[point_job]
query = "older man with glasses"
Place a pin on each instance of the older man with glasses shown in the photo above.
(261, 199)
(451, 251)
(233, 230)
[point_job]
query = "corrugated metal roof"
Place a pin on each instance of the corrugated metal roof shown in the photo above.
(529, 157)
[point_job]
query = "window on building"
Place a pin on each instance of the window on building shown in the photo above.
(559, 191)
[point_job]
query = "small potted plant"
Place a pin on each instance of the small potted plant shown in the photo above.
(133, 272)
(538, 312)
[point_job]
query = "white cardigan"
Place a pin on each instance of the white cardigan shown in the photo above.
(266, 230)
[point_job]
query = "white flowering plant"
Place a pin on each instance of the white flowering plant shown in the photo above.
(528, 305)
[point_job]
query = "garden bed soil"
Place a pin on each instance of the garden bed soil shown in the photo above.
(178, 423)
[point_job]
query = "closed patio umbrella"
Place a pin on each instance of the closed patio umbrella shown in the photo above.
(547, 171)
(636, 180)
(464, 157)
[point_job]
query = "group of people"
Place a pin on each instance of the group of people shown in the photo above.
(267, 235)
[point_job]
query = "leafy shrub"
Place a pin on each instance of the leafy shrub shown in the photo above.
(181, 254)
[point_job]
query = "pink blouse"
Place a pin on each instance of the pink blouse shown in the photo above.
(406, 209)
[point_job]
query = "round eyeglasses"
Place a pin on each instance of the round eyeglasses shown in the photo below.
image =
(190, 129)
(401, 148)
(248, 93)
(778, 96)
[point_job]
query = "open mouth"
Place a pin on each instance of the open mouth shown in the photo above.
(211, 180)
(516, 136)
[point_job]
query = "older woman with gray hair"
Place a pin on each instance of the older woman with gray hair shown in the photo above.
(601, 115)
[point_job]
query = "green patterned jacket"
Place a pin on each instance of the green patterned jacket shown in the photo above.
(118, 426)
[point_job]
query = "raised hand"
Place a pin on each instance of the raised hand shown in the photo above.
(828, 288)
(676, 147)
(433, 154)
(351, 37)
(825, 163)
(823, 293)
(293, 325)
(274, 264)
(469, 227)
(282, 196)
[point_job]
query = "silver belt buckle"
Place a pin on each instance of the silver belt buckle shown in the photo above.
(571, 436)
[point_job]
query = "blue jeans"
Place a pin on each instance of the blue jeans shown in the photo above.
══════════════════════════════
### EXERCISE INSTRUCTIONS:
Recopy all the lines exactly as they appear.

### REPLY:
[point_job]
query = "older man with glasses"
Place a pin on each instance of the older man with glasses shown in the photo above.
(261, 199)
(451, 251)
(233, 230)
[point_job]
query = "corrugated metal roof"
Place a pin on each instance of the corrugated metal roof shown in the photo above.
(529, 157)
[point_job]
query = "window on building"
Place a pin on each instance of the window on building shown in the photo above.
(559, 191)
[point_job]
query = "small potted plant"
Place a pin on each instance of the small potted plant shown in the photo above.
(133, 272)
(538, 312)
[point_job]
query = "white cardigan"
Place a pin on each instance of the white cardigan shown in the photo above.
(266, 230)
[point_job]
query = "white flowering plant"
Place a pin on each instance of the white flowering plant shown in the photo above.
(528, 305)
[point_job]
query = "garden bed soil"
Place a pin on each instance of the garden bed soil shown in the photo above.
(178, 423)
[point_job]
query = "closed patio umbrella"
Place a pin on each instance of the closed patio umbrella shown in the photo above.
(547, 171)
(636, 180)
(464, 157)
[point_job]
query = "group of people"
Place a pin on each instance of the group of people shown in the photo above.
(267, 235)
[point_job]
query = "leafy shrub"
Place a pin on each instance of the leafy shrub shown in the photo above.
(181, 254)
[point_job]
query = "pink blouse"
Place a pin on each instance of the pink blouse shown in the photo above.
(406, 209)
[point_job]
query = "round eyeglasses"
Place a pin on each instance of the round eyeglasses shown in the photo below.
image =
(190, 129)
(401, 148)
(248, 93)
(778, 96)
[point_job]
query = "open mouth"
Place a pin on each instance of the open mouth shown in the photo above.
(211, 180)
(516, 136)
[point_job]
query = "older woman with gray hair"
Place a pin on each instance of the older woman with gray hair shown in the photo above.
(601, 115)
[point_job]
query = "green patterned jacket"
Place a pin on each instance of the green patterned jacket shown in the photo above.
(118, 426)
[point_job]
query = "raised hand"
Place a pin on each instance of the raised hand shown in the photo above.
(828, 288)
(676, 147)
(433, 154)
(351, 37)
(825, 163)
(823, 293)
(293, 325)
(274, 264)
(469, 227)
(282, 196)
[point_job]
query = "silver belt buckle"
Place a pin on each instance of the silver belt buckle shown in the photo above.
(571, 436)
[point_job]
query = "blue jeans"
Place a pin on each instance of the blue jeans shown in the photo above.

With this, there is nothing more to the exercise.